GIVEN PROBLEM 1 => In the passage on augmented and virtual reality, what does the Ikea app let customers do?
GIVEN PROBLEM 2 => Pick up the passage on augmented and virtual reality after its final sentence and carry it forward.

SELECTED PASSAGE =>
• • •
Since the initial release of Pokémon Go in 2016, new smartphone implementations have been revealed. While Snapchat and Facebook have found entertaining ways to deliver AR experiences on social media platforms, retailers have developed AR apps to help customers make online purchasing decisions. For example, the Ikea app allows customers to visualise furniture in their own home by simply holding up their smartphone in a specific room or area. This alleviates some of the anxiety that consumers feel when shopping online for large items like furniture. It adds to the convenience.

For a few years now, smartphones combined with headsets have been the most common method of delivering a VR experience. This has been the most approachable starting point for consumer VR use. Virtual reality is far more developed than the current augmented reality market. The software and hardware platforms required to create an immersive VR experience are already available. Virtual reality experiences are quickly finding new avenues into our lives, thanks to the availability of more advanced systems such as the Oculus Rift, combined with 360 cameras.
• • •
Image entries with named regions:
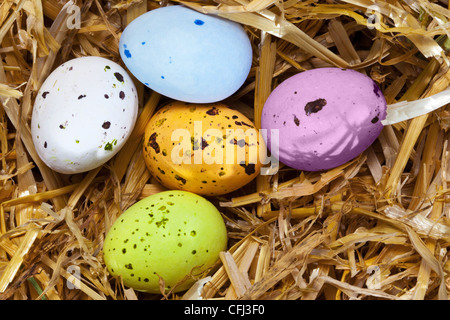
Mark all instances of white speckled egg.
[31,57,138,174]
[119,5,252,103]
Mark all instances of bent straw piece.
[385,59,439,199]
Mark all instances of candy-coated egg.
[119,5,252,103]
[103,190,227,293]
[143,101,265,195]
[261,68,386,171]
[31,57,138,174]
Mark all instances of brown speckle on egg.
[206,107,219,116]
[241,163,256,175]
[114,72,123,82]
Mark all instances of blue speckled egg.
[119,5,252,103]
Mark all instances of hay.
[0,0,450,300]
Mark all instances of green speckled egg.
[143,101,266,196]
[103,190,227,293]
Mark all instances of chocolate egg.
[143,101,266,195]
[31,57,138,174]
[261,68,386,171]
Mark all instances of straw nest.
[0,0,450,300]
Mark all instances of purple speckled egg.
[261,68,386,171]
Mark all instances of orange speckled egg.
[143,101,266,196]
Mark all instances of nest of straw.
[0,0,450,300]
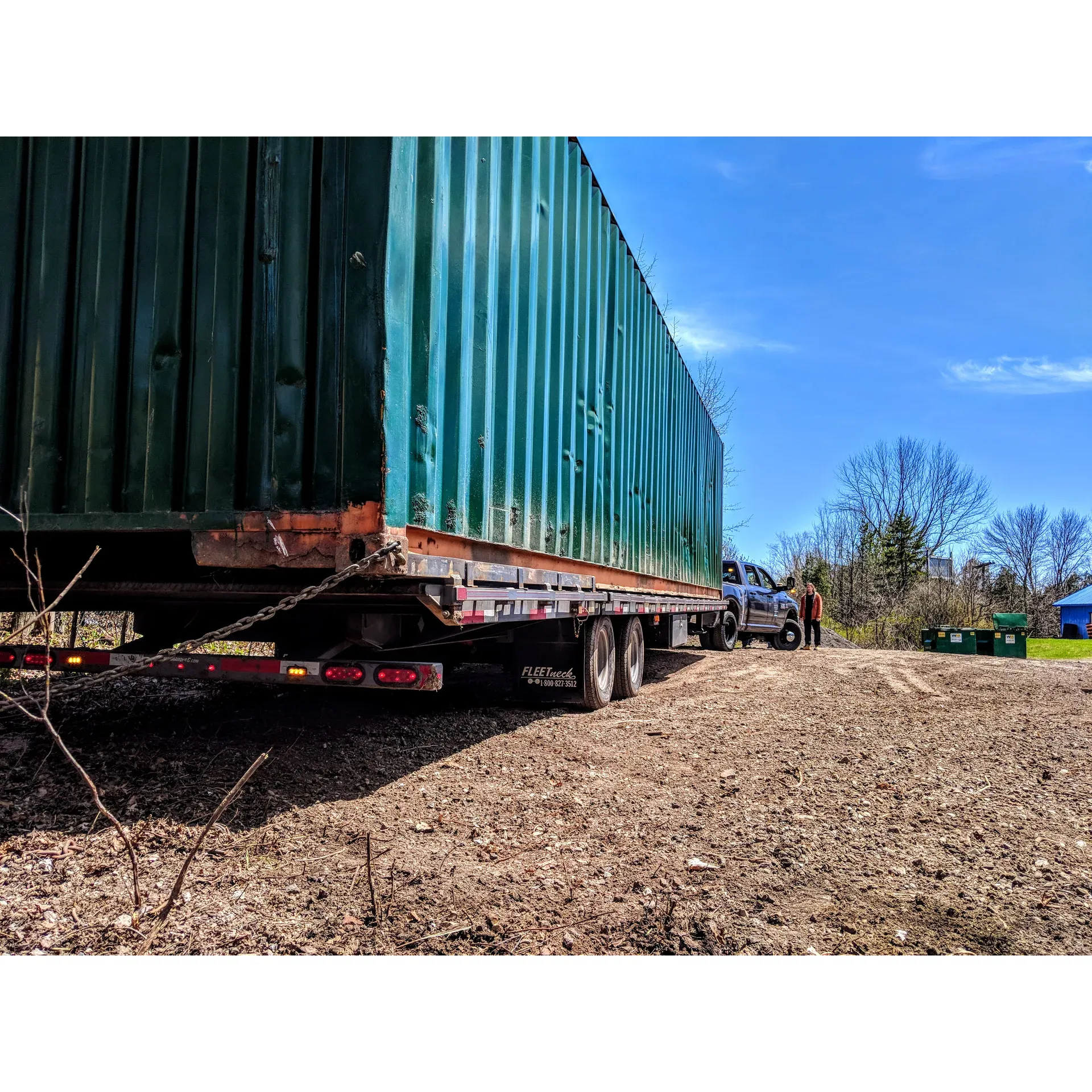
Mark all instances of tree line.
[769,437,1092,648]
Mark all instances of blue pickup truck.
[700,559,804,652]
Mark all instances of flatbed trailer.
[0,553,736,709]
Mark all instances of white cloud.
[947,356,1092,394]
[921,136,1092,179]
[667,308,793,356]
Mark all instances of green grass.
[1028,636,1092,660]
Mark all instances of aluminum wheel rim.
[626,626,644,689]
[595,626,614,693]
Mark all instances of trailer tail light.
[375,667,420,686]
[322,664,363,682]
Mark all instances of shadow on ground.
[0,650,702,839]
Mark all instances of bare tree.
[982,504,1048,609]
[690,353,748,546]
[834,436,992,553]
[767,531,816,588]
[693,353,736,440]
[1046,508,1092,589]
[632,235,657,295]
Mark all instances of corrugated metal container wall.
[0,138,390,530]
[386,138,723,588]
[6,138,722,588]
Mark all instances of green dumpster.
[994,627,1028,660]
[934,627,978,656]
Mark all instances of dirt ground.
[0,648,1092,954]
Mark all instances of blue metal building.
[1054,584,1092,640]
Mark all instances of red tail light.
[322,664,363,682]
[375,667,420,686]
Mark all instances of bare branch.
[140,751,270,953]
[7,546,102,643]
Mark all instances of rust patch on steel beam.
[192,501,389,569]
[388,526,721,599]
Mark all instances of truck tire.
[709,610,739,652]
[613,617,644,698]
[770,618,804,652]
[581,615,617,710]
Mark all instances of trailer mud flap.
[514,641,583,702]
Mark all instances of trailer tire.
[709,610,739,652]
[613,616,644,699]
[770,618,804,652]
[581,615,617,710]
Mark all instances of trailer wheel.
[770,618,804,652]
[709,610,739,652]
[614,617,644,698]
[582,615,616,709]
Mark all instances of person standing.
[799,584,822,648]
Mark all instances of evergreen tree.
[879,512,925,595]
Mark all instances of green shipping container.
[0,138,723,590]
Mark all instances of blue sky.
[581,138,1092,557]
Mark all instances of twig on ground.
[365,830,379,925]
[140,751,270,956]
[383,857,394,919]
[504,909,610,940]
[399,921,474,950]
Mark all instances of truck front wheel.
[709,610,739,652]
[773,618,804,652]
[582,615,616,710]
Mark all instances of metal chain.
[0,540,402,709]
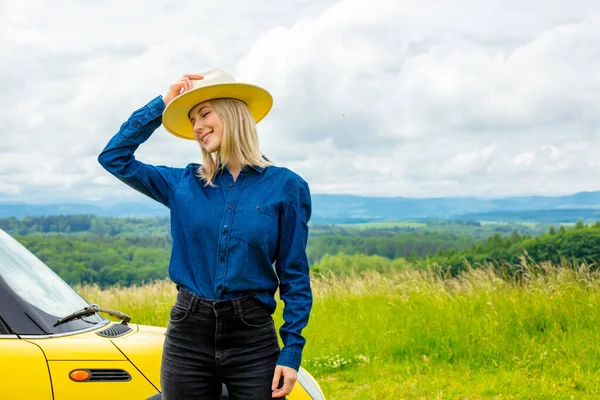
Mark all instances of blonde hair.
• • •
TASK OUTPUT 1 => It lets customers visualize furniture in their own home by holding up their smartphone in a specific room or area.

TASK OUTPUT 2 =>
Virtual reality is also demonstrating some effective industry use-cases, ranging from real estate to tourism. On a recent trip to Israel, I saw the Jerusalem Visitor’s Bureau use virtual reality to immerse tourists in the city’s history. These kinds of innovative VR experiences are emerging in industries all over the world.

Although augmented reality technology is less mature than virtual reality due to its limitations, lack of standardisation, and higher cost, it is already being used in industries such as manufacturing, healthcare, and logistics. Augmented reality experiences are typically delivered via headsets such as Meta, ODG, Vuzix, and HoloLens, and early indications indicate that the technology is poised to transform commercial and industrial markets.